ZU BEARBEITENDE AUFGABEN.
[a] Kopieren Sie aus dem Text über den Ilse-See die Passage von „Auf den IBA-Terrassen wurde“ bis einschließlich „am künftigen Ilse-See.“ wortgetreu.
[b] Setzen Sie den Text über den Ilse-See im Anschluss an seinen letzten Satz fort.

SEITENAUSZUG.
Auf den IBA-Terrassen wurde 2007 unter reger Anteilnahme der Bevölkerung mit einem symbolischen Öffnen der Ventile die Flutung der Grube Meuro gestartet. Innerhalb von nur zehn Jahren entsteht hier der Ilse-See – benannt nach der historischen »Ilse«. Pünktlich zum Beginn der Flutung wurde auf den IBA-Terrassen das Besucherzentrum Lausitzer Seenland eröffnet – und in unmittelbarer Nähe das neue Seehotel: In nur einjähriger Sanierungsarbeit verwandelte ein Großräschener Geschäftsmann das schlossartige Ledigenwohnheim in ein Vier-Sterne-Hotel mit 77 Betten. Es war die erste Privatinvestition am künftigen Ilse-See.

Abgerundet wird das »IBA-Auftaktgebiet Großräschen-Süd« durch die »Allee der Steine«, eine von Bäumen und Findlingen aus der Grube Meuro gefasste Wegachse nach Plänen des Cottbuser Landschaftsarchitekten Helmut Rippl. Auf 500 Metern Länge führt der Weg hinter der IBA-Geschäftsstelle und dem Seehotel direkt auf die Viktoriahöhe, an deren Stelle sich früher die Brikettfabrik Viktoria befand. Gekrönt wird der kleine Hügel durch eine neue, stählerne Aussichtsplattform nach einem Entwurf des Büros Joswig aus Senftenberg.

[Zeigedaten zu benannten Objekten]
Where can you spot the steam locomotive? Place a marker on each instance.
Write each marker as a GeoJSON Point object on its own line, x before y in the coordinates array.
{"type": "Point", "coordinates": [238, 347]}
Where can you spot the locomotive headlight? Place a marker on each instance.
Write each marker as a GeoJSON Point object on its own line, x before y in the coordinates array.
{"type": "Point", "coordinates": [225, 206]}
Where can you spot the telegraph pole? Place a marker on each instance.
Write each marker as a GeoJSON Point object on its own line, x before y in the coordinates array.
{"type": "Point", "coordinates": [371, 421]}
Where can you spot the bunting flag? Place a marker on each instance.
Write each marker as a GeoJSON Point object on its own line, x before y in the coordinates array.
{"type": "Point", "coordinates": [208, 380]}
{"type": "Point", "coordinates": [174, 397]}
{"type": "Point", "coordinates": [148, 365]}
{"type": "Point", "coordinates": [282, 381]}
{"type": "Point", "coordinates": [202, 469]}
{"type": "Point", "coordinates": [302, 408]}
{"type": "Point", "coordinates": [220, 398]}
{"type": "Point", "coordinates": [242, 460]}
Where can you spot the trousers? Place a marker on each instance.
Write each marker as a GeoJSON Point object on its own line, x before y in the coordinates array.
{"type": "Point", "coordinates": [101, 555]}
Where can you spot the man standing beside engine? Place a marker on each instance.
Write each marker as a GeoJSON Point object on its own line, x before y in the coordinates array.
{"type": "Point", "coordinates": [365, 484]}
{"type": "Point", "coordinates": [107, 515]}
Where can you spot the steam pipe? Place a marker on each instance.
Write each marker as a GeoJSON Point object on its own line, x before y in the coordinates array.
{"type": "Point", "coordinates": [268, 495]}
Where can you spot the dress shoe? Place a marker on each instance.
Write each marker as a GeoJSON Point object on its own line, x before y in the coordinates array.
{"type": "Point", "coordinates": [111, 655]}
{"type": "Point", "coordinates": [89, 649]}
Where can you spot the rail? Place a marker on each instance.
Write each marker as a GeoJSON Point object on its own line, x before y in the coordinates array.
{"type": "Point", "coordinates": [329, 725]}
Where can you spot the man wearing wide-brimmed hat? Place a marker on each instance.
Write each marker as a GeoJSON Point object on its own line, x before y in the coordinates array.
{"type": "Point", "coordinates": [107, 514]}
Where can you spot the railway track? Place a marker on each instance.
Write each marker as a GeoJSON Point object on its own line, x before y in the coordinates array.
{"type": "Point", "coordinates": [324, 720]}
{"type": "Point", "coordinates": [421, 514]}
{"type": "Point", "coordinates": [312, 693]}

ERGEBNISSE DER ÜBUNG.
[a]
Auf den IBA-Terrassen wurde 2007 unter reger Anteilnahme der Bevölkerung mit einem symbolischen Öffnen der Ventile die Flutung der Grube Meuro gestartet. Innerhalb von nur zehn Jahren entsteht hier der Ilse-See – benannt nach der historischen »Ilse«. Pünktlich zum Beginn der Flutung wurde auf den IBA-Terrassen das Besucherzentrum Lausitzer Seenland eröffnet – und in unmittelbarer Nähe das neue Seehotel: In nur einjähriger Sanierungsarbeit verwandelte ein Großräschener Geschäftsmann das schlossartige Ledigenwohnheim in ein Vier-Sterne-Hotel mit 77 Betten. Es war die erste Privatinvestition am künftigen Ilse-See.

[b]
AUSBLICK

Mit der Flutung der Grube Meuro hat die Zukunft Großräschens als Seestadt bereits begonnen und seit 2007 nennt sie sich auch so: Seestadt Großräschen. Die Grundsteine dafür wurden vor und während der IBA-Laufzeit gelegt. Hierauf können die Stadt und Investoren aufbauen. Bis voraussichtlich 2015 wird der Ilse-See als Teil des Lausitzer Seenlandes geflutet sein. Die LMBV hat schon 1997 im damals noch aktiven Tagebaubetrieb den zukünftigen Stadthafen modelliert. An dessen Eingang befindet sich heute die bereits fertiggestellte Seebrücke, von der in wenigen Jahren Ausflugsboote an- und ablegen werden. Großräschen wird dann auch zum Heimathafen des bereits 2003 mit Unterstützung der IBA aus der Taufe gehobenen Ilse-Seeportvereins, der derzeit noch den benachbarten Sedlitzer See als Ausweichquartier nutzt. Ein Masterplan, den das Büro Joswig im Auftrag der Stadt 2008 erstellt hat, sieht am Hafen zusätzlich eine Seesporthalle und gastronomische Angebote vor.
Am gegenüberliegenden Ufer stellt der bis 2015 zu bauende »Ilse-Kanal« eine direkte wasserseitige Verbindung zum Sedlitzer See dar. Großräschen wird dann mit dem Ilse-See, dem Hafen und den IBA-Terrassen das Tor zum Lausitzer Seenland sein – auch dank seiner direkten Anbindung an die Autobahn Berlin – Dresden.
Darüber hinaus will die Stadt Großräschen-Süd verstärkt als attraktiven Wohnstandort zwischen See und Kernstadt entwickeln. Hier soll in den nächsten Jahren ein lebendiges Quartier mit den Funktionen Wohnen, Sport, Hotellerie und Gastronomie entstehen.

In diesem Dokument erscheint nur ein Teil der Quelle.